◆ EXERCISE DETAILS:
Retype the items from their first line down through the line containing "[626,115,729,128]", inclusive, with each line unchanged.

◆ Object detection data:

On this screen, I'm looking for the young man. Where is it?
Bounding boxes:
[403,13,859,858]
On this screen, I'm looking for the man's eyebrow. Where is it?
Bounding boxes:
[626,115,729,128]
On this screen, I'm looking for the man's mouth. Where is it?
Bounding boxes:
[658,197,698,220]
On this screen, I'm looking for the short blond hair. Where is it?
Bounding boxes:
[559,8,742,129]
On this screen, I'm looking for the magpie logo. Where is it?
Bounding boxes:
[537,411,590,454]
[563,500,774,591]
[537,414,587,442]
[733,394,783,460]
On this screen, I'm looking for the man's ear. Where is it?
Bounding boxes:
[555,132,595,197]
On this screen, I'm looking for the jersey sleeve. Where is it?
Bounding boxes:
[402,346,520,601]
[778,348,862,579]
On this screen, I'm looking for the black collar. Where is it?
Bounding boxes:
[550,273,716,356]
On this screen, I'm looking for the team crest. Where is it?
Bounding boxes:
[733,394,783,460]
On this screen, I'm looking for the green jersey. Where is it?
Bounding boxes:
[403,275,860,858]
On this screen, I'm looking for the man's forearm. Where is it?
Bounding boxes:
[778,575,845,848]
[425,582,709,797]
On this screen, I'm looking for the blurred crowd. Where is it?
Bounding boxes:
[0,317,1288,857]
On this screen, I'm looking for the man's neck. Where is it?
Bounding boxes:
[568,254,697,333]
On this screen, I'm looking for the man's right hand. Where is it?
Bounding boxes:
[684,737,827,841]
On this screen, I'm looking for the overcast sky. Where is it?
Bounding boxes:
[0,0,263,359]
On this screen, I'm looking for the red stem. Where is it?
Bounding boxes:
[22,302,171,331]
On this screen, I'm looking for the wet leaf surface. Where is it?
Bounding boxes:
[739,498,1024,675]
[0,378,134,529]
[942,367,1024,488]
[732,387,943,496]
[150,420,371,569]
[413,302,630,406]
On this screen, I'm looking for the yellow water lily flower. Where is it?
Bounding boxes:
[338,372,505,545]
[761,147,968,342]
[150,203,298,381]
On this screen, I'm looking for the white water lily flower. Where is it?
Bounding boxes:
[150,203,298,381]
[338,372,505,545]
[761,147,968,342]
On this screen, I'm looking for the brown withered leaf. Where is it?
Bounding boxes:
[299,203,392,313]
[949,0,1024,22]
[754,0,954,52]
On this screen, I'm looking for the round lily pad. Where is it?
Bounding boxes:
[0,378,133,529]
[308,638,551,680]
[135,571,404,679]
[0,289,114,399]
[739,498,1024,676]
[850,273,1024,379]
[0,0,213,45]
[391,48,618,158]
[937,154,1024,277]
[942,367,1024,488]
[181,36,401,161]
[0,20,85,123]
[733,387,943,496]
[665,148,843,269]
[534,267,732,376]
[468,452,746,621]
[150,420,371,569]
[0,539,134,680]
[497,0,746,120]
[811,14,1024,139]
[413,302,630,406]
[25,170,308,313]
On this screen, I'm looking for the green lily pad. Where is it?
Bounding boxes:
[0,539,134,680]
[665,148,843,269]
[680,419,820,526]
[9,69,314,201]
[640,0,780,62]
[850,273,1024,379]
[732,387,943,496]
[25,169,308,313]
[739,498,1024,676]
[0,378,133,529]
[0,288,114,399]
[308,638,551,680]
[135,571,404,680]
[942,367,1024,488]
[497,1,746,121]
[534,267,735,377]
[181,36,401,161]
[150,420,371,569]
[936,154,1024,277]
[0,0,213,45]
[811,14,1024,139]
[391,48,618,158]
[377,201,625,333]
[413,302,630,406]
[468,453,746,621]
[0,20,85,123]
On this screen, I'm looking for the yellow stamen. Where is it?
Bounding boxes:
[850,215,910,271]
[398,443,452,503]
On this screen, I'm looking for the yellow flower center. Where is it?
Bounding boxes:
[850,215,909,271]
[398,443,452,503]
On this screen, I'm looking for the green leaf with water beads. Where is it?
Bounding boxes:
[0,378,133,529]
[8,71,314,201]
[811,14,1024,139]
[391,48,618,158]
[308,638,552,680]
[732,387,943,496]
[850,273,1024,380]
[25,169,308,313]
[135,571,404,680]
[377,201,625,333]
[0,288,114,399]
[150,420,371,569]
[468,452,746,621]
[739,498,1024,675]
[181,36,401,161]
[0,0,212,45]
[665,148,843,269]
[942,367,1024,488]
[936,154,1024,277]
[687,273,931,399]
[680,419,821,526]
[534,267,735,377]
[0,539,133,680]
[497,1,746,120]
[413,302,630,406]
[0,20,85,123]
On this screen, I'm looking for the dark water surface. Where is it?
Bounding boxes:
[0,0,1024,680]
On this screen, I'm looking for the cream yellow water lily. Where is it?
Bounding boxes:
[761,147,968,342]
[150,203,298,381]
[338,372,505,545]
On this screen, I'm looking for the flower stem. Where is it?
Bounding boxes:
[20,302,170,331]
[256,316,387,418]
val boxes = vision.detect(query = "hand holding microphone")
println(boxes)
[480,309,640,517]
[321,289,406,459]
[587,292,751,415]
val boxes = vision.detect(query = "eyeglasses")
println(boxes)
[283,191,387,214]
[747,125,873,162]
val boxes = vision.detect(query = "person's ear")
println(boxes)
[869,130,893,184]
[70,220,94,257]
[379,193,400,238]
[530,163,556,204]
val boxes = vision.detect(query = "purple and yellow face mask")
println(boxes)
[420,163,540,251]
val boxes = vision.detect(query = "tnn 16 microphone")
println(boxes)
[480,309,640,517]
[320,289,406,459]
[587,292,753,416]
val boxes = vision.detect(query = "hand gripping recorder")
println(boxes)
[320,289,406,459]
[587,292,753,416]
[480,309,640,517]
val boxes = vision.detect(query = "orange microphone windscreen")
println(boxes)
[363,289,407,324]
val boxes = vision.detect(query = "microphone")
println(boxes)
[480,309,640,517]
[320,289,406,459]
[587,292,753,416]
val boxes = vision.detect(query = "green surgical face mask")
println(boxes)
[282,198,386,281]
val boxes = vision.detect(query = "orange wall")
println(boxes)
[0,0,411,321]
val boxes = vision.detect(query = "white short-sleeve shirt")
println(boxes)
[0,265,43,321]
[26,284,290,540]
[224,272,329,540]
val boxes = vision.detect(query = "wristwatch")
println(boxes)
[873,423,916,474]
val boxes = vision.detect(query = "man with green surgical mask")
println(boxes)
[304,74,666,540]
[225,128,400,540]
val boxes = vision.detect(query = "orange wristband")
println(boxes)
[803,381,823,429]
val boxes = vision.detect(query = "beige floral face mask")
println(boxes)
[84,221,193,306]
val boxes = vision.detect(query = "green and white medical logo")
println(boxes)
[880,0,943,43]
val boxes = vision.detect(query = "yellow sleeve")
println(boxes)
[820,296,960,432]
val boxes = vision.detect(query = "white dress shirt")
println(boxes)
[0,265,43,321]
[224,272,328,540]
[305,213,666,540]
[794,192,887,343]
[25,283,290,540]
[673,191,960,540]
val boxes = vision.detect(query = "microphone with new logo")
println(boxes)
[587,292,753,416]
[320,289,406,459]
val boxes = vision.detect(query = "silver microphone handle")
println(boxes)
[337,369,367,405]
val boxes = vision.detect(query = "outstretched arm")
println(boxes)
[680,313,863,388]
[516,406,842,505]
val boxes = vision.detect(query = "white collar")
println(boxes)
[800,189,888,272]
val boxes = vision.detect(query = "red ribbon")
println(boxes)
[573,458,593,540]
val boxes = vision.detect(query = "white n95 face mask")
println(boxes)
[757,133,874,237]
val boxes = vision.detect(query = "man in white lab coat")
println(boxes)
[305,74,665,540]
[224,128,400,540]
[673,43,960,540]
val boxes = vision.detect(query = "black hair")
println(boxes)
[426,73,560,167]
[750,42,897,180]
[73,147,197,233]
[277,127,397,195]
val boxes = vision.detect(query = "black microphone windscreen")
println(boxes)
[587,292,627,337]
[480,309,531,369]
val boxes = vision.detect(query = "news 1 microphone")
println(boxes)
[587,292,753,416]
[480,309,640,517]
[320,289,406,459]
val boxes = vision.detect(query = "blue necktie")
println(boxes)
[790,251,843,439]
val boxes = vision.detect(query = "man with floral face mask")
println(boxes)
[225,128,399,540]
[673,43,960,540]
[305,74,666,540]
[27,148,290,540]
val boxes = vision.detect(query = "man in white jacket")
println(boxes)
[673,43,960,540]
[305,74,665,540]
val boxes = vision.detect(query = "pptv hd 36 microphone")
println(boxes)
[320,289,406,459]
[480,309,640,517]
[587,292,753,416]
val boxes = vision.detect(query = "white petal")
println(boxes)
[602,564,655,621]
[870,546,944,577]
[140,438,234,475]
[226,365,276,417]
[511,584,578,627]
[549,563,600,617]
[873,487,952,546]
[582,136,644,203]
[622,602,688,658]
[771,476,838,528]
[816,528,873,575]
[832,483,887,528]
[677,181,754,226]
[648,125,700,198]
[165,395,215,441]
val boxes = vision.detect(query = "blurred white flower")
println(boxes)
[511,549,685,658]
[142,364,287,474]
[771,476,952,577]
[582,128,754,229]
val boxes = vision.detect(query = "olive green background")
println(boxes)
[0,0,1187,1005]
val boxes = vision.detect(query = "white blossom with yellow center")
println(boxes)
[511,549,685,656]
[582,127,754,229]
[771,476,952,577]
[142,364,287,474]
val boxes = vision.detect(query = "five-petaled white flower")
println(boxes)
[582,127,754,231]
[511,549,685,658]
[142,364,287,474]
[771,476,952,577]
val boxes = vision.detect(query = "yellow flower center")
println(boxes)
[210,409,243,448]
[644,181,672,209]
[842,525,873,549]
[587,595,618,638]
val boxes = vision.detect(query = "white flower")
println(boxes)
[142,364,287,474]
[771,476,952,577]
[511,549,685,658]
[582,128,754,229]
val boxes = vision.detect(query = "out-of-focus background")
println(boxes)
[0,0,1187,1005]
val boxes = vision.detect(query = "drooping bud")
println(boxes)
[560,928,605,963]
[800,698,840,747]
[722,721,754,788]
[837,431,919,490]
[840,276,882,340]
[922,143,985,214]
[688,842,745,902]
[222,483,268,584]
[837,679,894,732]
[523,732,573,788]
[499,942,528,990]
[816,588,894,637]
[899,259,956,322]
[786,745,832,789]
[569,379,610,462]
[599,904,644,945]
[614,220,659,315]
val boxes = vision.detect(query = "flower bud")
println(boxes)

◆ TASK RESPONSE:
On this screen, I'm looking for the young man. Where is it?
Bounding boxes:
[403,13,859,858]
On this screen, I'm looking for the man's eyebrow. Where is it?
Bounding boxes:
[626,115,729,128]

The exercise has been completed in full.